■ TEXT PROVIDED
=== Begin Enclosure ===
You are a postgraduate dean hired to align health professions education with clinical operations in a large health system. The health system has grown exponentially in the last 10 years and now has merged with a medical school. The health professions education landscape is a mosaic of legacy postgraduate programs that have had a tradition of excellence and functioned independently from each other separate from the clinical enterprise. In your first two years, you craft and communicate a vision to move from a knowledge based to a competency-based system, guide the enterprise through a robust strategic planning exercise, and enlist top operational and educational leaders as sponsors for the strategic plan. At year thee and four, you find yourself questioning your efficacy. On one hand, you have realigned the educational organization chart, set clear benchmarks for success and meeting some outcome metrics. On the other hand, everything seems more difficult than necessary to implement. The learning culture seems inward focused and resistant to change and most conversations seem to focus on fiduciary matters, rather than strategic or generative ones. You ask yourself. What am I missing? What other tools can I use to understand structural roadblocks to change?
Most organizations have formal lines of authority structures around an organizational chart (the “org” chart). Benefits of a “org” chart include ability to clearly identify individuals accountable for financial and outcome metrics. A potential unintended consequence of hierarchical org charts is occasional communication flow that is unilateral in an environment lacking sufficient psychological safety to invite needed criticism. Most work in organizations is performed in networks that are independent of the org chart. The most common networks are advice, trust, and communication networks. An essential skill of a #meded leader is to understand and create effective advice, trust, and communication networks. One discipline to help understand networks is social network analysis.
Keyhubs, a Minneapolis-based software and services firm specializing in social network analysis, has been working with organizations big and small since 2008. In the following case study, they worked with a large Minnesota-based medical clinic to identify key influencers and social networks in the clinic setting to help in a change transformation initiative. The network insights were instrumental in shifting attitudes, driving change adoption, and improving culture through intrinsic relationship channels around trust, change agency, and communication.
=== End Enclosure ===
■ MATERIAL SUPPLIED
=== Begin Enclosure ===
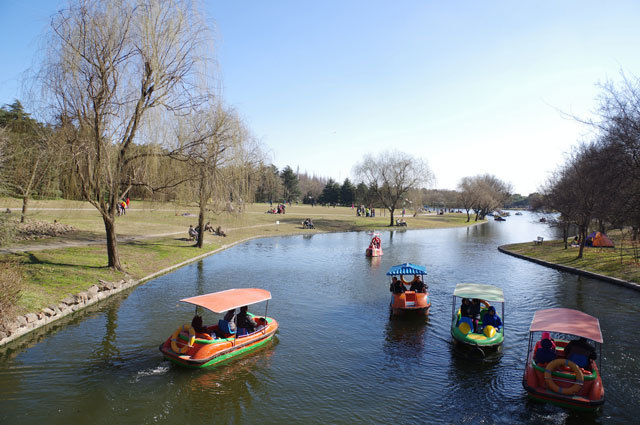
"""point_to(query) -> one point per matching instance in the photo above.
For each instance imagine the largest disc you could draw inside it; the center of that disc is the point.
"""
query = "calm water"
(338, 357)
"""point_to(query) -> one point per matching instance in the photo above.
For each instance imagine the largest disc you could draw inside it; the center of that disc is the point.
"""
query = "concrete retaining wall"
(621, 282)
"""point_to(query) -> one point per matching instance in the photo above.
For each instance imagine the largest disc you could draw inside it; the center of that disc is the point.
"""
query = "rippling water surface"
(338, 356)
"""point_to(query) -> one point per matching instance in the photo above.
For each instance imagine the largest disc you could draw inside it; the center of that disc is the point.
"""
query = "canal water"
(338, 357)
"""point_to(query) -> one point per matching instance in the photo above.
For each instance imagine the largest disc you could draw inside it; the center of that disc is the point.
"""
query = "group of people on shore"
(194, 232)
(473, 310)
(239, 324)
(121, 206)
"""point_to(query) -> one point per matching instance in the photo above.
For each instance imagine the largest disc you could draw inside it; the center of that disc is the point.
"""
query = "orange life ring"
(185, 347)
(553, 365)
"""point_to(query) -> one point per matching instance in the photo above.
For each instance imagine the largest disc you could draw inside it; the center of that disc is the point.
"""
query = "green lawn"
=== End Enclosure ===
■ EXERCISE INSTRUCTIONS
A – From the passage on health professions education, repeat word for word the part that opens with the words containing "Keyhubs, a Minneapolis-based" and closes with "agency, and communication.".
B – In the passage on health professions education, what are the most common networks in organizations?
C – Continue the passage on health professions education and social network analysis from the point where it stops.

■ ANSWERS BY ITEM
A –
Keyhubs, a Minneapolis-based software and services firm specializing in social network analysis, has been working with organizations big and small since 2008. In the following case study, they worked with a large Minnesota-based medical clinic to identify key influencers and social networks in the clinic setting to help in a change transformation initiative. The network insights were instrumental in shifting attitudes, driving change adoption, and improving culture through intrinsic relationship channels around trust, change agency, and communication.

B – Advice, trust, and communication networks.

C –
Challenge: Uncover the informal leaders as a foundation for improving morale, strengthening culture and enhancing patient care.
Approach: Keyhubs designed a custom survey looking specifically at areas of clinic influence, patient care excellence and work culture dynamics.
The Team Player Role Model network reveals two individuals (41 and 23) that are critical to the cultural fabric of the clinic. Between the two of them, they touch over 85% of the staff.
Yet, when we look at their position in the formal hierarchy (below), we find them on opposite ends of the chart. The informal dynamic uncovers a much more efficient method to managing/developing talent and driving change versus a traditional top-down approach.
Result: The evaluation revealed hidden influencers and talent within the clinic that were not fully understood or appreciated. With this information, the client was in a much better position to manage talent and drive change via their informal leaders.
Social network analysis can provide a rich source of information for understanding a work network. Often the analysis reveals hidden influencers that are critical for the success or failure of an initiative. It can also shed light on the informal dynamics that lead to team play and morale. This information can help #meded leaders to create plans to retain and reward top informal performers, recognize “unsung” heroes, and profile role models to use as blueprints for new hires.